_Task instructions_: Copy the lines below exactly. Start at the first and finish with the line containing "put a marker on the bench leg".

Recorded data:
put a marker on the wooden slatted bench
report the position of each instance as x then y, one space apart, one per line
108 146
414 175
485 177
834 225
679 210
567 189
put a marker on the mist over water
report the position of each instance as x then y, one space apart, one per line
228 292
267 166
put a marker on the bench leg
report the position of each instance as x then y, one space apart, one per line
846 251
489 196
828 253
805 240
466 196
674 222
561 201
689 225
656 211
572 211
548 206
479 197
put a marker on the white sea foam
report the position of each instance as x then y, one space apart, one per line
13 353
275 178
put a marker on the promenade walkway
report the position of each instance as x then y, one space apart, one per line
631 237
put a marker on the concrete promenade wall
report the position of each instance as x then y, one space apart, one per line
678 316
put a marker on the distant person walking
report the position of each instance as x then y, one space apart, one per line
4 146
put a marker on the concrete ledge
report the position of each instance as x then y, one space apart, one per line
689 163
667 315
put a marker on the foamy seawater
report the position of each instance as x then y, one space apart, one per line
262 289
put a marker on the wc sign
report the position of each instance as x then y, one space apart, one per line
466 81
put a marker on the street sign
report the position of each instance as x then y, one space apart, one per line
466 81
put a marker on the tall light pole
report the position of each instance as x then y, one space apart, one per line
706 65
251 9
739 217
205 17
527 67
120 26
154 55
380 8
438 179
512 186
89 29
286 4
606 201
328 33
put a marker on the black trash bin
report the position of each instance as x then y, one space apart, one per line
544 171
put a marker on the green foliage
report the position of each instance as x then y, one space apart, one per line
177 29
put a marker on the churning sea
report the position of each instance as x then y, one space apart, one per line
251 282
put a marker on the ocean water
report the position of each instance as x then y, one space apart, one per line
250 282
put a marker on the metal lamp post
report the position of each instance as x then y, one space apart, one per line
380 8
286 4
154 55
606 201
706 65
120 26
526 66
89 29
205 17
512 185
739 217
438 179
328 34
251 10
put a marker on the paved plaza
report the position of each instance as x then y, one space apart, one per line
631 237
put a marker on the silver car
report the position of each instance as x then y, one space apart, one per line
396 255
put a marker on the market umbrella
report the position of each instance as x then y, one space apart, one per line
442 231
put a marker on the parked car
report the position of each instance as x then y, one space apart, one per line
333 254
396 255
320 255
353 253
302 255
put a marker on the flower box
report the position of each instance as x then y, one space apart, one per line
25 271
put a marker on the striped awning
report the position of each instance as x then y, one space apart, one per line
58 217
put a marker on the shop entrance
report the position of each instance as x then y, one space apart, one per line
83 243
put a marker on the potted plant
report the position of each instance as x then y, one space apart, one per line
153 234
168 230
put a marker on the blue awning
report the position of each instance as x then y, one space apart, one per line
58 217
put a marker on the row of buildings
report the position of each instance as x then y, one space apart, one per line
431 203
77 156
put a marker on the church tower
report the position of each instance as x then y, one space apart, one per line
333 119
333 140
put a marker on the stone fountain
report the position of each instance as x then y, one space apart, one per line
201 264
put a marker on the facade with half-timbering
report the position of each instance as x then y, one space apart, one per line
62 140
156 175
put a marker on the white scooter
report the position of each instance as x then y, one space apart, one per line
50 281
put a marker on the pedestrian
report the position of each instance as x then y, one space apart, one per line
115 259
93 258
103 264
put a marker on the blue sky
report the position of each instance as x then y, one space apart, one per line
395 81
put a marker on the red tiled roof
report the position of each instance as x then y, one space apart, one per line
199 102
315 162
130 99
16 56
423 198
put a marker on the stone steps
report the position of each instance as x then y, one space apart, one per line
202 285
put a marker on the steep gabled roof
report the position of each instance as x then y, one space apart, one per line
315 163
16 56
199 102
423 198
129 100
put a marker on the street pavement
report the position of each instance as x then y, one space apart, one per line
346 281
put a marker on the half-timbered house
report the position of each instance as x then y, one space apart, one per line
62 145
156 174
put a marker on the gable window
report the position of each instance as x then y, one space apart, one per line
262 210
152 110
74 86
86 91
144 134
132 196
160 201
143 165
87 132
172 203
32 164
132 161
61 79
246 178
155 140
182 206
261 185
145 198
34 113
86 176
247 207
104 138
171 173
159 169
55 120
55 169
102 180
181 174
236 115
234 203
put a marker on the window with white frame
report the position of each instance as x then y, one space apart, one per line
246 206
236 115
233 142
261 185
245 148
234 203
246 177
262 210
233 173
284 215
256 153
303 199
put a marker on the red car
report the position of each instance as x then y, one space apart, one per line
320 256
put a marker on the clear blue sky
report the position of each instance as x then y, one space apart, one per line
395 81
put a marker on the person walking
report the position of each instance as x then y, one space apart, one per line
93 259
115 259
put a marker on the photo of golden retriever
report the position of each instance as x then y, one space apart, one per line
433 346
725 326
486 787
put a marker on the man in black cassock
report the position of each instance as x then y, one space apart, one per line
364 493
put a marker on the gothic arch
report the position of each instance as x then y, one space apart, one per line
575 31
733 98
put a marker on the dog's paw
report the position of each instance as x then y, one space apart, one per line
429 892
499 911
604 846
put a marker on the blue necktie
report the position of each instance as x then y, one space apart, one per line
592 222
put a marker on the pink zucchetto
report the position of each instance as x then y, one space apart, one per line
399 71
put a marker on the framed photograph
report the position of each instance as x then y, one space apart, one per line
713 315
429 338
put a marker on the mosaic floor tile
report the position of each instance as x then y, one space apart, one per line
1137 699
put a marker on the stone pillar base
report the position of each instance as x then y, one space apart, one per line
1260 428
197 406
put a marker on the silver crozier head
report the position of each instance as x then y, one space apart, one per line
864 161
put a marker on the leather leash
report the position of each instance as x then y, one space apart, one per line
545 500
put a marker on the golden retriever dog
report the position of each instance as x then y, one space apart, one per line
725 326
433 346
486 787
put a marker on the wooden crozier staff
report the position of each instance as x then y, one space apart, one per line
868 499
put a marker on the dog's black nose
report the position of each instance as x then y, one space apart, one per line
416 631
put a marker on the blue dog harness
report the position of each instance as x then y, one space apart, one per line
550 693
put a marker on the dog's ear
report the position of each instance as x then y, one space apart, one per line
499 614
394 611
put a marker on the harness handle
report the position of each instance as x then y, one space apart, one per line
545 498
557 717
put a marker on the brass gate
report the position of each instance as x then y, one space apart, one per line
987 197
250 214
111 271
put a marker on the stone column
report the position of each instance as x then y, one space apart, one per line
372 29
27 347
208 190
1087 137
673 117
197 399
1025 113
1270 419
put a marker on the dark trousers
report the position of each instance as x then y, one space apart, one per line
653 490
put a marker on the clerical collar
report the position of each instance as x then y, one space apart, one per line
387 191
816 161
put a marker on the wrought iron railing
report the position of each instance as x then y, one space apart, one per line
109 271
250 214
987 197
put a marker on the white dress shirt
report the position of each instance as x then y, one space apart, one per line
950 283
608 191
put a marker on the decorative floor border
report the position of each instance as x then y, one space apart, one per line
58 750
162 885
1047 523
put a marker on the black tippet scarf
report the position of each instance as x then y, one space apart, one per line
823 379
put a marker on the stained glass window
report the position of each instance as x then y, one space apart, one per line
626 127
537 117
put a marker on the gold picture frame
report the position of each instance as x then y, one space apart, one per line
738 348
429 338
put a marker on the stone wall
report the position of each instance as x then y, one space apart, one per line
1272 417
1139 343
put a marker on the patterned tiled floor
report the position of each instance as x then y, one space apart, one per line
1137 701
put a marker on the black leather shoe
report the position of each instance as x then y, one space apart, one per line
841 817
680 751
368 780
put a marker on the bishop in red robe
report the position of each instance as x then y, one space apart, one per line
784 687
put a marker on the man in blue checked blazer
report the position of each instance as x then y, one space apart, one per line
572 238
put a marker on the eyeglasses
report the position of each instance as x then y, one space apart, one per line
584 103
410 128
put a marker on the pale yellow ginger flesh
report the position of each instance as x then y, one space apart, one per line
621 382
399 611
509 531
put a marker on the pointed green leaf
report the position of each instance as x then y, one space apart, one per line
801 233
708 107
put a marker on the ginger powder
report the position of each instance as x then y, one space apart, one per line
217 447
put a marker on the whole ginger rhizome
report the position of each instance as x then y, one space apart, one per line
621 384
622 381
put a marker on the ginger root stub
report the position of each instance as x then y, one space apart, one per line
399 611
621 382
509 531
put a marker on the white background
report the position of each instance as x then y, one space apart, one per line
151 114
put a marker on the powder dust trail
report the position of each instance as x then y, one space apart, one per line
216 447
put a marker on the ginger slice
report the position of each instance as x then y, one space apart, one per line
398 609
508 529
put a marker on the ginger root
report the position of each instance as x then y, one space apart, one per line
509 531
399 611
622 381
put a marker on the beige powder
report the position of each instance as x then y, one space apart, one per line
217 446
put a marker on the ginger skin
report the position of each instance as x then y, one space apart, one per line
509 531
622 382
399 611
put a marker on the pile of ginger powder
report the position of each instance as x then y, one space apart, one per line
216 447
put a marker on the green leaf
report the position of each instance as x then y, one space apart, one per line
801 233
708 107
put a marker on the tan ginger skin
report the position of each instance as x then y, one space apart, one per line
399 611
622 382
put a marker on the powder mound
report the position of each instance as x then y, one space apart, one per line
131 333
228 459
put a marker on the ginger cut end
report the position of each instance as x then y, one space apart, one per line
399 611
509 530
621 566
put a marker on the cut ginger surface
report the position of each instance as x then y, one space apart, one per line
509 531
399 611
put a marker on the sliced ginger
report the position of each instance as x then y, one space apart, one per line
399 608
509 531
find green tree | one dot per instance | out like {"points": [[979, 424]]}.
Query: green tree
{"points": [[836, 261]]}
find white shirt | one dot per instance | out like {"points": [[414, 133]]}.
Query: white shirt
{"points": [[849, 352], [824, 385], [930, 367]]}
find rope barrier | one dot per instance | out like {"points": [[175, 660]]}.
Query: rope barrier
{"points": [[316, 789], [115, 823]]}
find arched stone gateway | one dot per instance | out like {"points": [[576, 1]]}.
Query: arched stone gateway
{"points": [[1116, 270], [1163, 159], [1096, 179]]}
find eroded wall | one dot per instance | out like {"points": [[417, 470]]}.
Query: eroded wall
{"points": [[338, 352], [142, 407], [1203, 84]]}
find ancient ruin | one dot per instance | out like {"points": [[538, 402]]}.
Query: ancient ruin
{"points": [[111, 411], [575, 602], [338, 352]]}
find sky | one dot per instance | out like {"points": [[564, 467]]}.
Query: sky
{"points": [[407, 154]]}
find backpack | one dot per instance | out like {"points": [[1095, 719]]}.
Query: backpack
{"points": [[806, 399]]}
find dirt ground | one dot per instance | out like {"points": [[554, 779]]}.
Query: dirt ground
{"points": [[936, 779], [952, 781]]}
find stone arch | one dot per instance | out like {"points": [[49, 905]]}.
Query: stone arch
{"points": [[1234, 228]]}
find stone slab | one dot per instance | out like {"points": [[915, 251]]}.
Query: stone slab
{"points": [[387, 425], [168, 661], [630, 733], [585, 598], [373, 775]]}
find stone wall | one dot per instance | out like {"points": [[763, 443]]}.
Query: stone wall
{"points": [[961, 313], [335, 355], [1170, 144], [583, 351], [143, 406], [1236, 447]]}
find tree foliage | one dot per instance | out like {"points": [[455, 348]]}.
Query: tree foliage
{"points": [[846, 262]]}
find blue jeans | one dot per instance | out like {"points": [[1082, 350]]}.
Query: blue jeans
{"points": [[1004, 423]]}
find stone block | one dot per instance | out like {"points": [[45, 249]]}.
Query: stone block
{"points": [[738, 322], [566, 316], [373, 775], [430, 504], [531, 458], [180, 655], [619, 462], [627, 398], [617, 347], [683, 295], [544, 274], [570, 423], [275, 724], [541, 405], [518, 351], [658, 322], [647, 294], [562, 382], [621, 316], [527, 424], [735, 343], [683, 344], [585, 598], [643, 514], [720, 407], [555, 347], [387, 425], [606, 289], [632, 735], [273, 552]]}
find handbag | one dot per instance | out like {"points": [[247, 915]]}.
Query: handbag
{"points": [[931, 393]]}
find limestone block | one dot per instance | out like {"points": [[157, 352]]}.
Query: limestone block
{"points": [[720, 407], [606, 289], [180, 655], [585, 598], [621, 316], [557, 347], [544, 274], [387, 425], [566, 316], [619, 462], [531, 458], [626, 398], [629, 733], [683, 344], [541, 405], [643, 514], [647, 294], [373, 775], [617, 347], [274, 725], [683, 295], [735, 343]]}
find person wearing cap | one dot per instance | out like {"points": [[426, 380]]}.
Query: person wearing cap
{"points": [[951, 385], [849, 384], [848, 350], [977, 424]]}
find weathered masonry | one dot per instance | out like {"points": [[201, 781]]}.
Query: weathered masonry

_Task solution_:
put a marker on the wooden slatted bench
report the position of each instance as x then y, one space apart, one per line
108 146
414 175
485 177
834 225
679 210
567 189
put a marker on the mist over water
report the position of each instance as x then y, one space apart, one per line
228 292
267 166
put a marker on the bench leg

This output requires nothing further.